* [REQUIRED WORK]
• A. Reproduce the Starmaster review below word for word, between "I live a suburb" and "up & running.", inclusive.
• B. Pick up the Starmaster telescope review below where it ends and keep writing it.

* [QUOTED PASSAGE]
Telescope: 14.5" Starmaster "Hybrid" w/GOTO
Primary Mirror: Carl Zambuto
Focal Length: 1584mm
F/Ratio: f/4.3
Focal Length w/Paracorr: 1822mm

I live a suburb of Phoenix, AZ and returned to amateur astronomy a little over 5 years ago after a long hiatus. For 3 of the 5 years, I owned an 8" SCT, and currently own the 14.5" being reviewed here, as well as a William Optics 80mm Megrez refractor, which I use as a wide-field complement to the Starmaster.

I've had the Starmaster for almost 18 months now, and feel that I have sufficiently run it through its paces to make some comments about it here. I'll spare everyone the details of how the scope arrived & was packaged. Suffice it to say that Rick takes much care to insure all the parts arrive unharmed & in good working order. I have enough bubble wrap to last many lifetimes to come! Also the scope went together in under an hour, and I'll skip these details too as the whole process with Rick's instructions was very intuitive & I had no problems getting the scope up & running.

* [EXCERPTED DATA]
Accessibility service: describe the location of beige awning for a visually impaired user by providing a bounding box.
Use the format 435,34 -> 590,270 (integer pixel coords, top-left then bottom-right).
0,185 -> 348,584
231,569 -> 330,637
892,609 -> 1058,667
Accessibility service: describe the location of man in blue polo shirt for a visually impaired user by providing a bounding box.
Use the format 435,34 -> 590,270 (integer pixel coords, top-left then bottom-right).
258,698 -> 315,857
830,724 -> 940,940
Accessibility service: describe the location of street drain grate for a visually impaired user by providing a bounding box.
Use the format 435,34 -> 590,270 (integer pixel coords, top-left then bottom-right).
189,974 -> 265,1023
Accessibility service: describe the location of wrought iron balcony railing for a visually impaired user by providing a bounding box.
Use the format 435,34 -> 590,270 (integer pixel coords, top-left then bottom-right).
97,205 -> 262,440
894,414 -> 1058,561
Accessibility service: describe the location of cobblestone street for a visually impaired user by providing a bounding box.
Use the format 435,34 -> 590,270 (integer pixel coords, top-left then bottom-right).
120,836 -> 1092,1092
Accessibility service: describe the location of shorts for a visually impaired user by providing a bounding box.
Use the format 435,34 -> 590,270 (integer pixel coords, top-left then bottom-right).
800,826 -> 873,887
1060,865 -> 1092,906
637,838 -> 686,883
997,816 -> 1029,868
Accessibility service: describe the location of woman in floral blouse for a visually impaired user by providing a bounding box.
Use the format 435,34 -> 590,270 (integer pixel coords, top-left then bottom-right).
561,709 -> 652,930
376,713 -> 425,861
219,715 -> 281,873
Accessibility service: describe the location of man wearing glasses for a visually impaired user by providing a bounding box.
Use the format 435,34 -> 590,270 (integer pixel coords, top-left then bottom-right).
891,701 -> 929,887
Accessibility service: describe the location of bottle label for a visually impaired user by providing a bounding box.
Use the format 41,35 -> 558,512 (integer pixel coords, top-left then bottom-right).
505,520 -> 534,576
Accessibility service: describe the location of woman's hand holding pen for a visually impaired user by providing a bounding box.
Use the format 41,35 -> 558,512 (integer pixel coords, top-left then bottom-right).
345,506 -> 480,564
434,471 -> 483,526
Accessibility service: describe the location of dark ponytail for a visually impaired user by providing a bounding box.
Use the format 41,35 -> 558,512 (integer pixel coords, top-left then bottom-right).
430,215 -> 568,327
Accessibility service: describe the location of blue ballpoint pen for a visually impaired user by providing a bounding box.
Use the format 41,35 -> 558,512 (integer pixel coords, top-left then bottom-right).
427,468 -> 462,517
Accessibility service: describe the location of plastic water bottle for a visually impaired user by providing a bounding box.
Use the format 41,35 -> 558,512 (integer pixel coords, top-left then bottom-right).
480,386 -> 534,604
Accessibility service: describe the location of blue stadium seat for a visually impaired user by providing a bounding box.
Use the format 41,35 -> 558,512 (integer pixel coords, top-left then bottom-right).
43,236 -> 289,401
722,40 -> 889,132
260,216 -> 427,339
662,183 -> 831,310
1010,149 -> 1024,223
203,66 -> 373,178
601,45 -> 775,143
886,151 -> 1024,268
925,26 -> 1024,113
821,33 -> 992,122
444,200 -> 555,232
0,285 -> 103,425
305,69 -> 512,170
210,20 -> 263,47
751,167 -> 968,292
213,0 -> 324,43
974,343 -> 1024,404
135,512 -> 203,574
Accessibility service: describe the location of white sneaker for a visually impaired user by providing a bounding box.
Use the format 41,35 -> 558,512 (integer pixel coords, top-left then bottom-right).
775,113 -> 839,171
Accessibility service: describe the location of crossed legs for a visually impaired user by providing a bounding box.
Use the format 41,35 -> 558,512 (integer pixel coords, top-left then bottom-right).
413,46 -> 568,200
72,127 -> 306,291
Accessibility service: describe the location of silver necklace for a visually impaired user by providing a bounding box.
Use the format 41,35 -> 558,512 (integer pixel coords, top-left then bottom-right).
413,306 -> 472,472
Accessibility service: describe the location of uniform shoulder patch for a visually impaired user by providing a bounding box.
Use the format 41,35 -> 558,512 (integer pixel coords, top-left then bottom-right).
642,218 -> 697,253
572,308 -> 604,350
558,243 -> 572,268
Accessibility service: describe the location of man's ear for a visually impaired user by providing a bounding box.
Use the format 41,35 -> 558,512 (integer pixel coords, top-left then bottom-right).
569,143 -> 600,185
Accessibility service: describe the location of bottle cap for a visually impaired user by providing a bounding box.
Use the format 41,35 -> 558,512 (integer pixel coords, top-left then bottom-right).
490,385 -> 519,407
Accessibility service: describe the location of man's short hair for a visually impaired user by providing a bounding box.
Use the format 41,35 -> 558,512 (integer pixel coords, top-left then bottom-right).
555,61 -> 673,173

* [TASK-BY-TASK RESULTS]
• A.
I live a suburb of Phoenix, AZ and returned to amateur astronomy a little over 5 years ago after a long hiatus. For 3 of the 5 years, I owned an 8" SCT, and currently own the 14.5" being reviewed here, as well as a William Optics 80mm Megrez refractor, which I use as a wide-field complement to the Starmaster.

I've had the Starmaster for almost 18 months now, and feel that I have sufficiently run it through its paces to make some comments about it here. I'll spare everyone the details of how the scope arrived & was packaged. Suffice it to say that Rick takes much care to insure all the parts arrive unharmed & in good working order. I have enough bubble wrap to last many lifetimes to come! Also the scope went together in under an hour, and I'll skip these details too as the whole process with Rick's instructions was very intuitive & I had no problems getting the scope up & running.

• B.
The scope:

It's difficult to pick which area to start, but I should begin with the mechanics of the telescope. My particular unit is "loaded" with the Sky Commander DSC's & the "GOTO then Track" system. I upgraded to the Feathertouch focuser, which I think is a must for a scope of this caliber. I also have the secondary dew heater. The only thing I didn't get was the set of transport handles, because my storage and observing situations precludes their use. The whole outfit was $7200.00. Yes it is expensive, and this must be heavily considered for most of us before taking the plunge, however I'll say right here that the scope is worth every cent.

The motions of the Starmaster are silky smooth. Rick uses a combination of Ebony Star on one altitude bearing & industrial grade Velcro on the other (not the fuzzy strip), which makes for a perfect amount of "stiction". The azimuth bearing on my scope is covered with FRP. Now since I have the GOTO, I don't usually worry about any of that, however, I sometimes de-clutch the drives & manually slew to locate objects just to keep my star-hopping skills from becoming rusty. The scope stays put wherever I stop the slew, even with the focuser loaded with the 31mm "Termi-Nagler" & a Paracorr. Also, tracking the planets by hand at over 500x is not a problem. A small amount of pressure gets it moving again with no backlash whatsoever in either of the axes.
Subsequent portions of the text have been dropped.